INSTRUCTIONS FOR THE TASK. In full and without alteration, give the listing again.

INFORMATION GIVEN.

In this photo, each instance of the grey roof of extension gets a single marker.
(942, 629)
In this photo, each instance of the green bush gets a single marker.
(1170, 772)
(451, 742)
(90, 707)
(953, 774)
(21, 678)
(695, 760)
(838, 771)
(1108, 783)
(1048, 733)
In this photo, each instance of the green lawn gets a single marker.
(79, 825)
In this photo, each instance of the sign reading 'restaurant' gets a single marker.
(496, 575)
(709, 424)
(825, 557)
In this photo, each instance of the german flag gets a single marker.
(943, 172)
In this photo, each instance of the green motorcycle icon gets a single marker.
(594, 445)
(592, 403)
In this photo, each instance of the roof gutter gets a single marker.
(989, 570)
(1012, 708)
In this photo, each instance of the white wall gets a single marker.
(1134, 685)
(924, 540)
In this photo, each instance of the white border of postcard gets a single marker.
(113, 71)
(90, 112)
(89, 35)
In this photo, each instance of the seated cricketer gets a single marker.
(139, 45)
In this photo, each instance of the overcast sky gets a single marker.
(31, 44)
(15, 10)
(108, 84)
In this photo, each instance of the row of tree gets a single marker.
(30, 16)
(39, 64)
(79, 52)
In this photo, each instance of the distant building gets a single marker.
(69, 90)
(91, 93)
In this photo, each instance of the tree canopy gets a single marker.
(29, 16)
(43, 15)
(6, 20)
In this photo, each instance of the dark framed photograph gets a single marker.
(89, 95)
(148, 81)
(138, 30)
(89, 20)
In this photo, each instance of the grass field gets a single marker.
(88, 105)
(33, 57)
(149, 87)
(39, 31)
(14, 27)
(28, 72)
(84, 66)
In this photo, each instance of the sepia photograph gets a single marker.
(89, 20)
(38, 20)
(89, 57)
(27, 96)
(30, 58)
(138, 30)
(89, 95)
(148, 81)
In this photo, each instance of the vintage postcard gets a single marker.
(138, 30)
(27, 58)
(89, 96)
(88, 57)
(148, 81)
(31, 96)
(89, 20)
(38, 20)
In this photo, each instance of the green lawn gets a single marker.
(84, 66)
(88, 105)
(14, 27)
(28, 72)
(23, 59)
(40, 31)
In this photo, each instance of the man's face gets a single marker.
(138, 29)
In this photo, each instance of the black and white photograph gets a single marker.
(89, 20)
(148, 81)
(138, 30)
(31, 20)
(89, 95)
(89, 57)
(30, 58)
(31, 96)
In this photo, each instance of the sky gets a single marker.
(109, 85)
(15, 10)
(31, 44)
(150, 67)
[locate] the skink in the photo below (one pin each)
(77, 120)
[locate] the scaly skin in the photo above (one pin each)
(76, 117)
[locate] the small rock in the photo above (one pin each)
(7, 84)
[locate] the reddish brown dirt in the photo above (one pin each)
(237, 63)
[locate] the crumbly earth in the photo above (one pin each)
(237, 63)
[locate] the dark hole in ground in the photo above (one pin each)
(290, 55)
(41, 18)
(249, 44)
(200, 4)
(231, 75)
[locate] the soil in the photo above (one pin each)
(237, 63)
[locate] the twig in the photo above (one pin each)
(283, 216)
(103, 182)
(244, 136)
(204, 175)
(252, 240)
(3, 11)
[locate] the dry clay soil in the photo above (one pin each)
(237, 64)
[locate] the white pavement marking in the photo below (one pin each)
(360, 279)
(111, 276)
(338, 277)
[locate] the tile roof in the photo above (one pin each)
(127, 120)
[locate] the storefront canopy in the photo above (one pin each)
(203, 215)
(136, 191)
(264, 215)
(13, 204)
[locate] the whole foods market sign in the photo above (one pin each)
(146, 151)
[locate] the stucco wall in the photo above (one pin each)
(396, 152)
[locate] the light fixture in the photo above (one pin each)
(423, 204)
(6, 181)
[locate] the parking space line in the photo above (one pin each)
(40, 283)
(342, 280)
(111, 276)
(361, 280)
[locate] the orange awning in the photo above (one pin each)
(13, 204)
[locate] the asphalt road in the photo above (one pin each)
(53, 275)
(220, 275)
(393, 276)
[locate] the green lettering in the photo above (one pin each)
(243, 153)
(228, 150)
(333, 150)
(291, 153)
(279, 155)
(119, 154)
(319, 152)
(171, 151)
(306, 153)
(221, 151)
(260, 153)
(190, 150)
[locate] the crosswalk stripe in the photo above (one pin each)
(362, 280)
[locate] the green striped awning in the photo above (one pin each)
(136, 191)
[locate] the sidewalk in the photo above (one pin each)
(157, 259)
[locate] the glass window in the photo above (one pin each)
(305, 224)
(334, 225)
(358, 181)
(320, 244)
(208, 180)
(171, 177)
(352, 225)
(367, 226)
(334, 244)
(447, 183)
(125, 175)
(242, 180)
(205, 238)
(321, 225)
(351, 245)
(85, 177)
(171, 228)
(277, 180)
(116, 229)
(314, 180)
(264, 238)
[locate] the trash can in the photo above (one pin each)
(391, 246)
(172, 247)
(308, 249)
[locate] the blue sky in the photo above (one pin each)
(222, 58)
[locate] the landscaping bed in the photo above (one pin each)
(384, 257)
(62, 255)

SOLUTION TO THIS EXERCISE.
In this photo, each instance of the grey roof of extension gets a single marker.
(942, 629)
In this photo, each instance of the green bush gets a single marker.
(1170, 772)
(451, 742)
(90, 707)
(953, 774)
(21, 678)
(695, 760)
(838, 771)
(1108, 783)
(1048, 733)
In this photo, each instance of the green lawn gets a single marker.
(79, 825)
In this photo, each instance of the sign reading 'restaurant' gets a single marker.
(496, 575)
(709, 424)
(825, 557)
In this photo, each instance of the german flag gets a single marker.
(943, 172)
In this photo, each instance of the green motorcycle icon gets a single marker.
(594, 445)
(592, 403)
In this photo, each instance of the roof gutter gets a single marker.
(989, 570)
(1012, 708)
In this photo, each instance of the white wall gets a single marker.
(1134, 685)
(924, 540)
In this photo, each instance of the white border of postcard gets a single marker.
(113, 71)
(90, 112)
(89, 35)
In this photo, each instance of the seated cricketer gets a single marker.
(139, 45)
In this photo, each instance of the overcast sky gets a single marker.
(31, 44)
(15, 10)
(108, 84)
In this photo, each instance of the row of tree gets a single marker.
(30, 16)
(39, 64)
(79, 52)
In this photo, each instance of the distant building gets a single marker.
(69, 90)
(91, 93)
In this photo, each instance of the tree canopy gets a single marker.
(29, 16)
(43, 15)
(6, 20)
In this photo, each instance of the dark framed photograph gets a single marker.
(89, 95)
(148, 81)
(138, 30)
(89, 20)
In this photo, each instance of the grass field gets a single marker.
(88, 105)
(33, 57)
(149, 87)
(39, 31)
(14, 27)
(28, 72)
(84, 66)
In this photo, each instance of the sepia photograph gets a single marker.
(89, 20)
(38, 20)
(89, 57)
(27, 96)
(30, 58)
(138, 30)
(89, 95)
(148, 81)
In this photo, each instance of the vintage postcard gets a single marker.
(138, 30)
(27, 58)
(89, 96)
(88, 57)
(148, 81)
(31, 96)
(89, 20)
(38, 20)
In this photo, each instance of the green lawn gets a single marker.
(84, 66)
(88, 105)
(14, 27)
(28, 72)
(23, 59)
(40, 31)
In this photo, each instance of the man's face gets a single marker.
(138, 29)
In this photo, each instance of the black and white photograph gets a single marker.
(89, 20)
(148, 81)
(138, 30)
(31, 20)
(89, 95)
(89, 57)
(30, 58)
(31, 96)
In this photo, each instance of the sky gets a single marker.
(109, 85)
(15, 10)
(31, 44)
(150, 67)
[locate] the skink in the photo below (one pin each)
(77, 120)
[locate] the scaly skin in the photo above (one pin each)
(76, 117)
[locate] the small rock in the photo above (one pin each)
(7, 84)
[locate] the reddish brown dirt in the photo above (one pin each)
(237, 63)
[locate] the crumbly earth in the photo above (one pin each)
(237, 63)
[locate] the dark hole in ground in the photo above (one pin each)
(290, 55)
(41, 18)
(249, 44)
(200, 4)
(231, 75)
[locate] the soil in the photo above (one pin each)
(237, 63)
[locate] the twig in the photo above (one pin each)
(283, 216)
(103, 182)
(244, 136)
(204, 175)
(252, 240)
(3, 11)
[locate] the dry clay soil in the photo above (one pin each)
(237, 64)
[locate] the white pavement marking in the photo below (one pin each)
(360, 279)
(111, 276)
(338, 277)
[locate] the tile roof in the photo above (one pin each)
(127, 120)
[locate] the storefront canopy in the photo above (one pin each)
(203, 215)
(136, 191)
(264, 215)
(13, 204)
[locate] the whole foods market sign in the photo above (one pin each)
(146, 151)
[locate] the stucco wall in the photo above (one pin each)
(396, 152)
[locate] the light fixture in the photo above (one pin each)
(423, 204)
(6, 181)
[locate] the parking space line in the photo above (one pin each)
(40, 283)
(342, 280)
(111, 276)
(361, 280)
[locate] the orange awning in the photo above (one pin each)
(13, 204)
[locate] the asphalt road in the photo above (one pin each)
(53, 275)
(220, 275)
(393, 276)
[locate] the green lettering in the photo above (one pin each)
(243, 153)
(228, 150)
(333, 150)
(291, 153)
(279, 155)
(119, 154)
(319, 152)
(171, 151)
(306, 153)
(221, 151)
(260, 153)
(190, 150)
[locate] the crosswalk stripe in the photo above (one pin each)
(362, 280)
[locate] the green striped awning in the photo above (one pin each)
(136, 191)
[locate] the sidewalk in the photo above (one pin each)
(157, 259)
[locate] the glass window in the photo above (one pin each)
(305, 224)
(334, 225)
(358, 181)
(320, 244)
(208, 180)
(171, 177)
(352, 225)
(367, 226)
(334, 244)
(447, 183)
(125, 175)
(242, 180)
(205, 238)
(321, 225)
(351, 245)
(85, 177)
(171, 228)
(277, 180)
(116, 229)
(314, 180)
(264, 238)
[locate] the trash can in the photo above (one pin each)
(391, 246)
(172, 247)
(308, 249)
[locate] the blue sky in the photo above (one pin each)
(222, 58)
[locate] the landscaping bed in the photo above (one pin each)
(384, 257)
(62, 255)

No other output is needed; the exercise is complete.